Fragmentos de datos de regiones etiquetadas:
• • • •
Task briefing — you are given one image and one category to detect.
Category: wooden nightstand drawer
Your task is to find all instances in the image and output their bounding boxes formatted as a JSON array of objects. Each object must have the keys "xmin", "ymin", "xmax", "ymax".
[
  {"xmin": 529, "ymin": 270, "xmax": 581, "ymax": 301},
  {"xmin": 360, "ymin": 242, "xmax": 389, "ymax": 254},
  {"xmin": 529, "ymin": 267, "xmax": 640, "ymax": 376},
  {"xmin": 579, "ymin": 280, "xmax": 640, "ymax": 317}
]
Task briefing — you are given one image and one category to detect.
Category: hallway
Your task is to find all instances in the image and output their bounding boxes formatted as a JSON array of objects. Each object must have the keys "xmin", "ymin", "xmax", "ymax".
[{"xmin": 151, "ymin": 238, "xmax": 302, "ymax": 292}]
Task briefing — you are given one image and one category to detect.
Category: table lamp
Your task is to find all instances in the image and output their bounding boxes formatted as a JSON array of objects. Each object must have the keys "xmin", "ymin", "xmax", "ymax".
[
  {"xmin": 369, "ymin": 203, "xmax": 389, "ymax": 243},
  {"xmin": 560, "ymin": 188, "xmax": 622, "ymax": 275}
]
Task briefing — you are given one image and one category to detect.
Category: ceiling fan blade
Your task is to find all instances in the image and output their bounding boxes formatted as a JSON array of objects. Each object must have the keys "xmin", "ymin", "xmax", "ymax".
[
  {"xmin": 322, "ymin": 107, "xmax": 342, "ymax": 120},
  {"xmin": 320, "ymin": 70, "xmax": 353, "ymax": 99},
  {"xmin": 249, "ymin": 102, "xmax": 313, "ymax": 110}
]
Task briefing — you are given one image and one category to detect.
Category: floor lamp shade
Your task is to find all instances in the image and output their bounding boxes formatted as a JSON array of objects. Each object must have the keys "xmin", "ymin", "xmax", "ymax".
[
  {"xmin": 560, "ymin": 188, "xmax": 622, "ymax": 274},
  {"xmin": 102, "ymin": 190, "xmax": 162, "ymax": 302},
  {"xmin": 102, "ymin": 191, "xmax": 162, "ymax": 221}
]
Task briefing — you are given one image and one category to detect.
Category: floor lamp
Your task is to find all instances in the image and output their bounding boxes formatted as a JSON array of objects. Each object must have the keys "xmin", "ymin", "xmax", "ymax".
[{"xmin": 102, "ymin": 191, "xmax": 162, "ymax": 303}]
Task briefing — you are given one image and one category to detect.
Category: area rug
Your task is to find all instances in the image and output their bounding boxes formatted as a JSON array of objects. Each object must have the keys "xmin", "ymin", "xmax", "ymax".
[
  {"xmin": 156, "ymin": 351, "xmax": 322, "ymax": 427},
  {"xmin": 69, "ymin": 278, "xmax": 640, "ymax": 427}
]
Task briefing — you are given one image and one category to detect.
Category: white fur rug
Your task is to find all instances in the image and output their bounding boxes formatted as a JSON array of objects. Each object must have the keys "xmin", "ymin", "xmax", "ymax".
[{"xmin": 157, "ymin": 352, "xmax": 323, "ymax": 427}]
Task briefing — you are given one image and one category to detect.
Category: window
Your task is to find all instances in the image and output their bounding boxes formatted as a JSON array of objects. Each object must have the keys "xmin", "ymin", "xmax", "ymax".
• • • •
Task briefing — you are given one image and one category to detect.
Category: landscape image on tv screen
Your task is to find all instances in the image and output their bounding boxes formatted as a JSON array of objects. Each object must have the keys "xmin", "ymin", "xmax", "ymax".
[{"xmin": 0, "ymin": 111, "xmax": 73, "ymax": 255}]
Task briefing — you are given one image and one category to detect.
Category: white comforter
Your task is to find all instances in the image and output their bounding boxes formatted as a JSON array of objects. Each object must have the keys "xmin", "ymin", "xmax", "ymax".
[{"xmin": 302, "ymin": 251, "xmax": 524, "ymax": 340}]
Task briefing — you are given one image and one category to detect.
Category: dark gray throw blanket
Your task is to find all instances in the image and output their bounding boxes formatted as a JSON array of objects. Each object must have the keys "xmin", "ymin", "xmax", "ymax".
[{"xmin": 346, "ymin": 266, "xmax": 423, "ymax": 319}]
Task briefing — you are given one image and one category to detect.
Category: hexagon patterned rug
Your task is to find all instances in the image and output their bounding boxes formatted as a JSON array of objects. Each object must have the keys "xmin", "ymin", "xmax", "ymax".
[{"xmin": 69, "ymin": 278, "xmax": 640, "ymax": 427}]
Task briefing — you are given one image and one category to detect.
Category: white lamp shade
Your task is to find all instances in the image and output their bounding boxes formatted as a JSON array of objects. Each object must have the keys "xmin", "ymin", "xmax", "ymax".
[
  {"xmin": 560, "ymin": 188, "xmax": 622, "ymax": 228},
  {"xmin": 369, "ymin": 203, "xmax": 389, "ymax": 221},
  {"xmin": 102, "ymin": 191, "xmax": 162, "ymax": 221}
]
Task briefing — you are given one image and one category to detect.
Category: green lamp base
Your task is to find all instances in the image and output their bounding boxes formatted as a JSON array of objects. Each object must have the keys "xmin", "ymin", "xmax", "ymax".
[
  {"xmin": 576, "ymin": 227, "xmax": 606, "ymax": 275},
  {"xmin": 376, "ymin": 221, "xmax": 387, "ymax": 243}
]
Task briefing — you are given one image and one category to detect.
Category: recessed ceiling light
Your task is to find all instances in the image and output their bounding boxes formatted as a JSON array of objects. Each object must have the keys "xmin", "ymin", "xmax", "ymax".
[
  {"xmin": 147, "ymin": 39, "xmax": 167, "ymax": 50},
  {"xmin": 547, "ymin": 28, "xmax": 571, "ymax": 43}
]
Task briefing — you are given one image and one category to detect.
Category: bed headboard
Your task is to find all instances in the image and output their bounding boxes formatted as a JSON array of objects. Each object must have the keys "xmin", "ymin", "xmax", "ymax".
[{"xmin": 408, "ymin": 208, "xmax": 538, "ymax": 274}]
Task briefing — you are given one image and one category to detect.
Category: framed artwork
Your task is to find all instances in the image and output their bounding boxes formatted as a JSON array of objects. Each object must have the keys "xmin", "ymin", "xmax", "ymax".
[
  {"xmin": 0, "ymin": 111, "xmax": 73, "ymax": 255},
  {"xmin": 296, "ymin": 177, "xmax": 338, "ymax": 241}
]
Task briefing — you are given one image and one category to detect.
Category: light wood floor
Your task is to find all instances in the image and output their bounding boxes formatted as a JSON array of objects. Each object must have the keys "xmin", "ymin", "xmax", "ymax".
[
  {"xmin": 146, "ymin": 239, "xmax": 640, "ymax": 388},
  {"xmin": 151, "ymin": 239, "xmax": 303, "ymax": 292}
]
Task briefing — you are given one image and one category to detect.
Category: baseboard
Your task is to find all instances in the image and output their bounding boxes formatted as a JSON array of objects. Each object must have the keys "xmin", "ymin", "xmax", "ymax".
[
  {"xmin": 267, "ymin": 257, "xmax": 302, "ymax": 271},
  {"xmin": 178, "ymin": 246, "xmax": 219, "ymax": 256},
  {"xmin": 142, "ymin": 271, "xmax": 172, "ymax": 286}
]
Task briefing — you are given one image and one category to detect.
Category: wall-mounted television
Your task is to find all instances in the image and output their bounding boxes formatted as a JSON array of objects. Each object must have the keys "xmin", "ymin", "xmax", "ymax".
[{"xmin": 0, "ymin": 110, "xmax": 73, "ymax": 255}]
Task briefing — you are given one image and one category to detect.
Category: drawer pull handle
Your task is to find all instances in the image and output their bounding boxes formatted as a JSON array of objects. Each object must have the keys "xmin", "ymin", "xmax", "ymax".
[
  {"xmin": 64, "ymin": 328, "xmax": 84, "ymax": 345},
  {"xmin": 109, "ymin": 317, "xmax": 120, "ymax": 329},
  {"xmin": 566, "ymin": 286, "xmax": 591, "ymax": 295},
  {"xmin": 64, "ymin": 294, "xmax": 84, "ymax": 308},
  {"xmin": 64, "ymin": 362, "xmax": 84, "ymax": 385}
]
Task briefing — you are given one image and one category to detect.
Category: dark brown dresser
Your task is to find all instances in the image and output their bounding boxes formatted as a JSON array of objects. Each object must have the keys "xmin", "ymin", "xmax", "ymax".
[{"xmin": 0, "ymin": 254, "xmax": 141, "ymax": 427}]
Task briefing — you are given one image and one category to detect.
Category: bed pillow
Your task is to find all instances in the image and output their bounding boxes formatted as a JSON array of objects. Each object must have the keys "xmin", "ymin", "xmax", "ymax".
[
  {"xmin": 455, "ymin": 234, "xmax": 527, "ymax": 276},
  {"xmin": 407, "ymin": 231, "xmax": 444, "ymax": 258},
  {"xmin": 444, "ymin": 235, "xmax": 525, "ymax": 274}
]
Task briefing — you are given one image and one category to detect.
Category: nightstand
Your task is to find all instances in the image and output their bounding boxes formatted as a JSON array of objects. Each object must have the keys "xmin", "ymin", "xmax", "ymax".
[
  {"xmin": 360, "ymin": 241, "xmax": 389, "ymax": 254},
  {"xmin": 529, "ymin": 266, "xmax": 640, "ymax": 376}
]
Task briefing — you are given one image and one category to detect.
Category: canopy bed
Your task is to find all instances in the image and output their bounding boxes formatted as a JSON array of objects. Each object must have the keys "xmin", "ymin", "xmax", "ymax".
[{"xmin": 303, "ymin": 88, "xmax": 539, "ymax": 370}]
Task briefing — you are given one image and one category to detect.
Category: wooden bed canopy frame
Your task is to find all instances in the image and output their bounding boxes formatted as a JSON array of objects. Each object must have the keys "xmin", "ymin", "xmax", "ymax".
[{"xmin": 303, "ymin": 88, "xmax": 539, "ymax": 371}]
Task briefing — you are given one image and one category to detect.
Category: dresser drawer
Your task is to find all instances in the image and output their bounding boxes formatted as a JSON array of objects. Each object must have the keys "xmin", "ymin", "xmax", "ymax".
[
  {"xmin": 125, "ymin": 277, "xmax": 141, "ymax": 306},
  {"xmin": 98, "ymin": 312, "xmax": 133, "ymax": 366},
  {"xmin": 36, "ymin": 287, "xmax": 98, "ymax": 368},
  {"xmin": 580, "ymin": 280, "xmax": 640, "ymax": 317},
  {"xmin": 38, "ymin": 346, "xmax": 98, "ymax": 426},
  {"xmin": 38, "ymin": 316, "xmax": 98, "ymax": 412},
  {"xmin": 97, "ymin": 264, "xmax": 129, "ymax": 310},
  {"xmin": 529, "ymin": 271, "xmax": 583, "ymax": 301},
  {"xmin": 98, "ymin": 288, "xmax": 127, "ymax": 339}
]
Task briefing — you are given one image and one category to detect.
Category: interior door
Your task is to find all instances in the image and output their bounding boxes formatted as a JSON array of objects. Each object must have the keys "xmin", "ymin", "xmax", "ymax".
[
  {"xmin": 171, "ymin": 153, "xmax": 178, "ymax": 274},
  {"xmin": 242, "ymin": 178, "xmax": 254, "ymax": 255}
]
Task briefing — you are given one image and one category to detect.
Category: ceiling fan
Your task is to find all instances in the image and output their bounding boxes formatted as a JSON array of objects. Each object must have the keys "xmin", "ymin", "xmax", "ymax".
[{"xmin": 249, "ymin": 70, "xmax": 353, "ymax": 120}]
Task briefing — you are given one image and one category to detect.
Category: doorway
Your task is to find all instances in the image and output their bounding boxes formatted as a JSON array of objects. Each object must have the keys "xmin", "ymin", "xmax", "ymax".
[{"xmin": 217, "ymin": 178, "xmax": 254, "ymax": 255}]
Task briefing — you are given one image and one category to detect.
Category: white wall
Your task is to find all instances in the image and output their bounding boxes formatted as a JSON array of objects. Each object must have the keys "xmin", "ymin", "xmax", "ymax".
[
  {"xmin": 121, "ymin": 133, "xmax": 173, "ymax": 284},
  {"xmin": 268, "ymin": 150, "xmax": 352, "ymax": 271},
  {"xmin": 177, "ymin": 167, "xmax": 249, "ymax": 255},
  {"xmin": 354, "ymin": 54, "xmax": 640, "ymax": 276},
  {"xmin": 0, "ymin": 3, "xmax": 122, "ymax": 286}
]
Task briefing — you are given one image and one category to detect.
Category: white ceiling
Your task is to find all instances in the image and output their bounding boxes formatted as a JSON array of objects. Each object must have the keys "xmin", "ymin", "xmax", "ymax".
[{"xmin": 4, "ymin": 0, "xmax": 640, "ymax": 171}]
• • • •
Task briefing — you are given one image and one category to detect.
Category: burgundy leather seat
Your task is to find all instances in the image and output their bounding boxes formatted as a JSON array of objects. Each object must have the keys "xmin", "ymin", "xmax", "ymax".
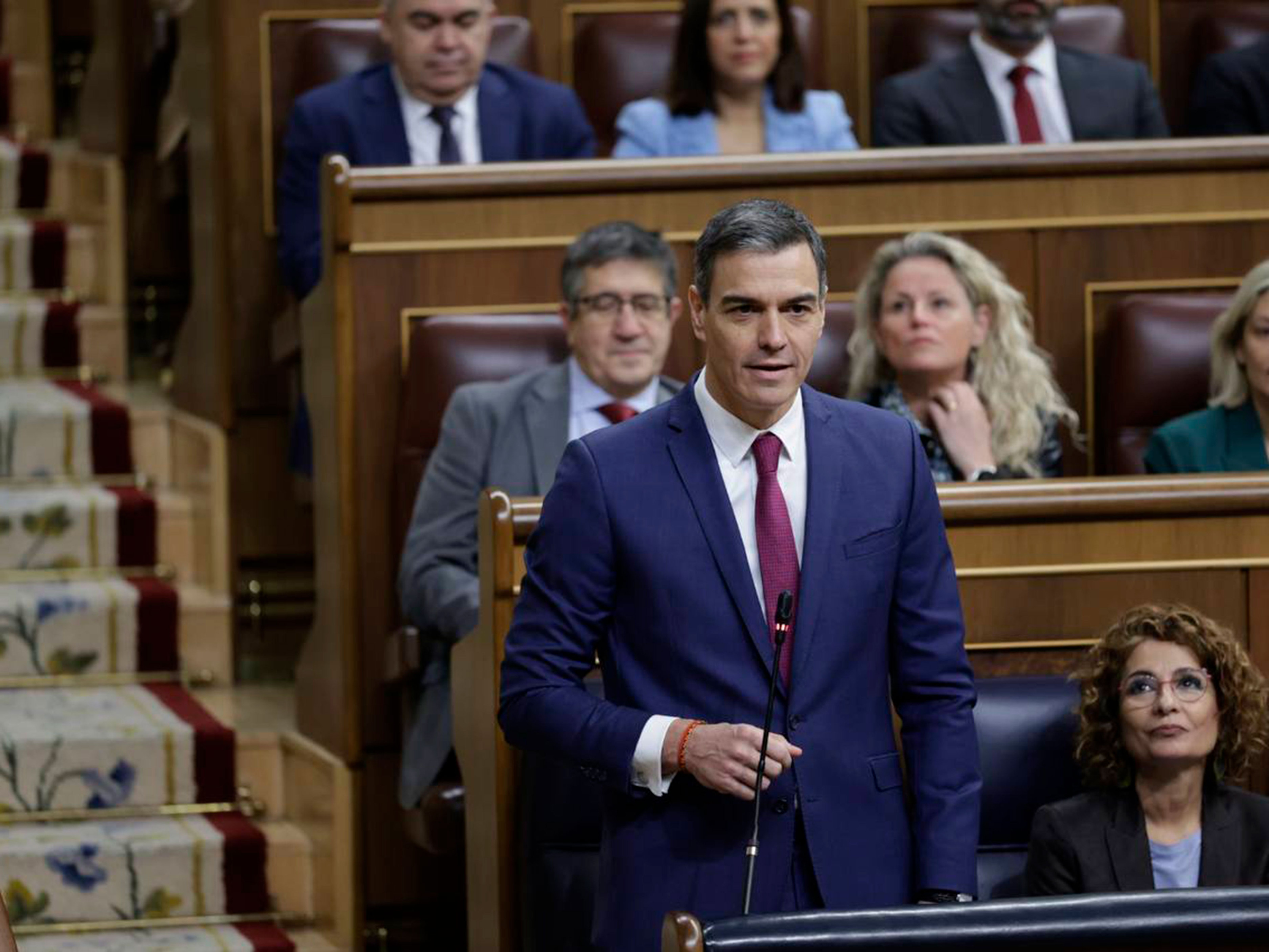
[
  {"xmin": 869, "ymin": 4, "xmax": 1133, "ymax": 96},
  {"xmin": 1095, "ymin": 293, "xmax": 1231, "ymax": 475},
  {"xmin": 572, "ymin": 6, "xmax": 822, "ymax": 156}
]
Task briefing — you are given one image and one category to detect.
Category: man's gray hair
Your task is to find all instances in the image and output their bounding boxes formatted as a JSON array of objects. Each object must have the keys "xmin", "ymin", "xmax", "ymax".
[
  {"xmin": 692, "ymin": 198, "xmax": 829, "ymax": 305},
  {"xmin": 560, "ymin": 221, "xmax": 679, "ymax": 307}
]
• • • •
Tu objetivo:
Muestra, sin cambiarlas, todas las líneas de los ítems de arriba donde aparece la palabra "drawer".

Solución escrita:
Category: wooden nightstand drawer
Category: drawer pull handle
Category: dresser drawer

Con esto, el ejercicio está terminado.